• Krótkie zadanie
Kontynuuj tekst o telewizyjnych występach Bartosza Zmarzlika, zaczynając zaraz po jego ostatnim zdaniu.

***** Tekst do przeczytania *****

Bartosz Zmarzlik u Kuby Wojewódzkiego
Bartosz Zmarzlik po obronieniu tytułu mistrza świata jest rozchwytywany przez media. 3 listopada mogliśmy go zobaczyć na kanapie u Kuby Wojewódzkiego. Żużlowiec gorzowskiej Stali wypadł znakomicie. Zdradził, jaka jest jego ulubiona domowa czynność, dlaczego nie chodzi na imprezy i czy chce, aby jego syn był żużlowcem. Hitem odcinka była opowieść... o kaczkach czempiona.
Więcej przeczytacie w naszym artykule:
Od jego występu minęły zaledwie kilka dni i w niedzielę, 8 listopada Bartosz Zmarzlik znowu pojawił się w telewizji. Tym razem w programie śniadaniowym Dzień Dobry TVN.
WIDEO: Bartosz Zmarzlik o wizycie prezydenta Andrzeja Dudy w Kinicach i pierwszym treningu w Gorzowie w 2020 r.
Bartosz Zmarzlik w Dzień Dobry TVN
Żużlowy mistrz świata pojawił się w programie razem ze swoim bratem Pawłem, który jest również jego menadżerem.
- Mamy za sobą dwa mega udane lata, z czego się bardzo cieszymy, ale ja już w domu powtarzałem wiele razy, że mam jeszcze wiele marzeń i celów. Nigdy o nich nie mówię, dlatego zostawię to dla siebie, ale jeśli uda mi się jeszcze kolejne spełnić, to myślę, że parę razy tu porozmawiamy - mówił zawodnik Stali Gorzów.
Zapytany o to, jakie marzenia udało mu się już spełnić, opowiadał o swoich sportowych osiągnięciach:
- Chcę zrobić coś, co niewielu w historii się udawało. Jako jedyny Polak dołączyłem do trzech żużlowców na świecie, którzy powtarzali tytuł z roku na rok. Dla mnie to świetne uczucie. Wcześniej jeszcze tytuł mistrza świata junior w 2015 roku. I mam jeszcze parę marzeń. Chciałbym się w tym sporcie spełniać.
Tego możesz nie wiedzieć o Bartoszu Zmarzliku. Mnóstwo cieka...
Rodzinna pasja
Paweł, brat Bartosza opowiedział, jak wygląda praca w ich rodzinnym teamie. - Jest kilka osób, każdy wie, co ma robić. Ja jestem menadżerem, oprócz tego zawsze jest z nami Grzesiek i Seweryn, którzy opiekują się sprzętem. Tata, który prowadzi busa i wówczas chłopaki mogą odpoczywać. Mama zajmuje się sprawami księgowymi - wymieniał.
Paweł, starszy brat Bartka, wcześniej sam startował w zawodach żużlowych. W 2011 roku zakończył karierę.

***** Sekcja danych *****

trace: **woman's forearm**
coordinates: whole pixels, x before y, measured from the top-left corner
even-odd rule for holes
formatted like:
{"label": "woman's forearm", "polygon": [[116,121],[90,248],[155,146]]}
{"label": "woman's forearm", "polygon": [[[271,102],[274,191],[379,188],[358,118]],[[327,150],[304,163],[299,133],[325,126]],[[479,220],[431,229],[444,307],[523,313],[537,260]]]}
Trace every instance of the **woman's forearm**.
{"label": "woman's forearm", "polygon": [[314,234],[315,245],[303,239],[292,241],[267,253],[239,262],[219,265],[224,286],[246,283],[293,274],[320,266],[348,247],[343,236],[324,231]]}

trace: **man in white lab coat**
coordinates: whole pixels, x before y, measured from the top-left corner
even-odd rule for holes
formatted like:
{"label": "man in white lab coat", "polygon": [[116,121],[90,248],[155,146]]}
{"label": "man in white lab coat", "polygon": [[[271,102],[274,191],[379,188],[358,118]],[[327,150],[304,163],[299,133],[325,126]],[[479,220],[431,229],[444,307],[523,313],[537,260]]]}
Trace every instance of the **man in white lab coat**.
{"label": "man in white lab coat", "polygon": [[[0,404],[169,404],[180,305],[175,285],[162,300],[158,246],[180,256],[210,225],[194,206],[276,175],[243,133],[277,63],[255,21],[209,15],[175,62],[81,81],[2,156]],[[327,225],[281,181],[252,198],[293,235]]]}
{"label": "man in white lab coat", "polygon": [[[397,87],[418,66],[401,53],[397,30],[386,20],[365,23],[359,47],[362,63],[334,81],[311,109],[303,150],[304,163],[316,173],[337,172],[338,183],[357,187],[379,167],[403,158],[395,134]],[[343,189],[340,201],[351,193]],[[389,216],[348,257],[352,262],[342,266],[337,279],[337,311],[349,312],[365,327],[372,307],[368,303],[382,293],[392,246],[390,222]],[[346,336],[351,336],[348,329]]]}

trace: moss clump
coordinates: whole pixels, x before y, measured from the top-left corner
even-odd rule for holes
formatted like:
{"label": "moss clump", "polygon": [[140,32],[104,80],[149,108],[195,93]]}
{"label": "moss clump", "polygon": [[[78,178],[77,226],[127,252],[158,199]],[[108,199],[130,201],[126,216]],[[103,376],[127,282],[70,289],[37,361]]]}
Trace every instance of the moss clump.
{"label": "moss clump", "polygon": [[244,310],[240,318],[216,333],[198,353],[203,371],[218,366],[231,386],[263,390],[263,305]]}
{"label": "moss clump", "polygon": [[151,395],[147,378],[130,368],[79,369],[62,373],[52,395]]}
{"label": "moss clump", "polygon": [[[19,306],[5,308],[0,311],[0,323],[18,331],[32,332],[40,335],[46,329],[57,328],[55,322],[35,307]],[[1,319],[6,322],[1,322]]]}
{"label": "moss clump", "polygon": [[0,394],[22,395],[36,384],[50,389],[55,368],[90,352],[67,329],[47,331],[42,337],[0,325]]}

*****

• Rozwiązanie zadania
W 2010 roku podczas zawodów doznałem kontuzji. Złamania kręgosłupa w dwóch miejscach, złamana miednica, udo, krwiak mózgu. I wówczas rodzice stwierdzili, że Bartek również skończy zabawę z tym sportem. Udało mi się ich nakłonić, żeby tego nie robili, bo wiedziałem, że jest w nim ogromny potencjał i dzisiaj mamy tego skutki - mówił Paweł Zmarzlik.
Rodzina to podstawa
- W takim razie Bartek możesz śmiało przyznać, że bez rodziny i wsparcia nie byłbyś w tym miejscu, w którym teraz jesteś? - zapytała prezenterka.
- Wielokrotnie powtarzałem, że rodzina to jest fundament, który daje po prostu dobrą drogę do spełnienia marzeń. Ma się wszystko w głowie dobrze poukładane, żeby dobrze funkcjonować w danym sporcie. Dla mnie to jest podstawa - odpowiedział gość.
Bartek przyznał, że zanim przyjechał do studia telewizyjnego, śnił mu się żużel, a dokładniej - kolejne zawody.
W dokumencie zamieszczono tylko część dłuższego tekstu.